Extract, word for word, the span of the sketching passage below that opens with the words "INTRODUCTION" and closes after "for visual perception.".

**Text block**
>> BEGIN

Recent research into the psychology of paper-and-pencil sketching reveals two ongoing interacting processes during a creative process. The first of these processes can easily be performed in mental imagery and hence is not supported by sketching, the second is hard to perform before the mental eye, and hence is supported by sketching. It is argued that, in order to be intuitive, electronic sketching tools must meet the requirements of firstly not impeding the first of the two processes and secondly support and enhance the second process.

Keywords

CAD-tools, paper & pencil sketching, creativity, discovery

INTRODUCTION

Although celebrated inventors, like Kekulé and Einstein, claim they made their discoveries before their mental eye, industrial design engineers and artists generally get frustrated when any form of externalisation of their mental images is withheld. Psychological research in the field of visual imagery gives ambiguous answers to the question whether discoveries can be made in imagery only. On one hand research of Finke and Slayton [2] reveals results in agreement with the claim of the celebrated individuals, on the other hand the results of Chambers and Reisberg [1] argue for a major benefit by making mental images available for visual perception.

>> END

**Source data**
>> BEGIN

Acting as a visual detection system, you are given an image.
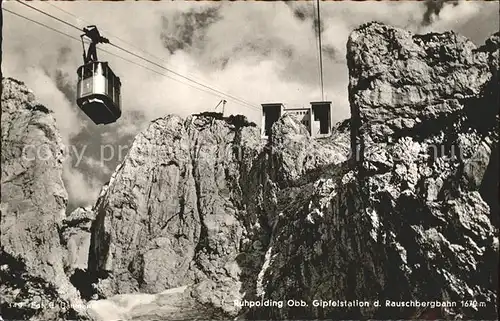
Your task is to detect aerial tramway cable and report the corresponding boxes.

>> END

**Task result**
INTRODUCTION

Although celebrated inventors, like Kekulé and Einstein, claim they made their discoveries before their mental eye, industrial design engineers and artists generally get frustrated when any form of externalisation of their mental images is withheld. Psychological research in the field of visual imagery gives ambiguous answers to the question whether discoveries can be made in imagery only. On one hand research of Finke and Slayton [2] reveals results in agreement with the claim of the celebrated individuals, on the other hand the results of Chambers and Reisberg [1] argue for a major benefit by making mental images available for visual perception.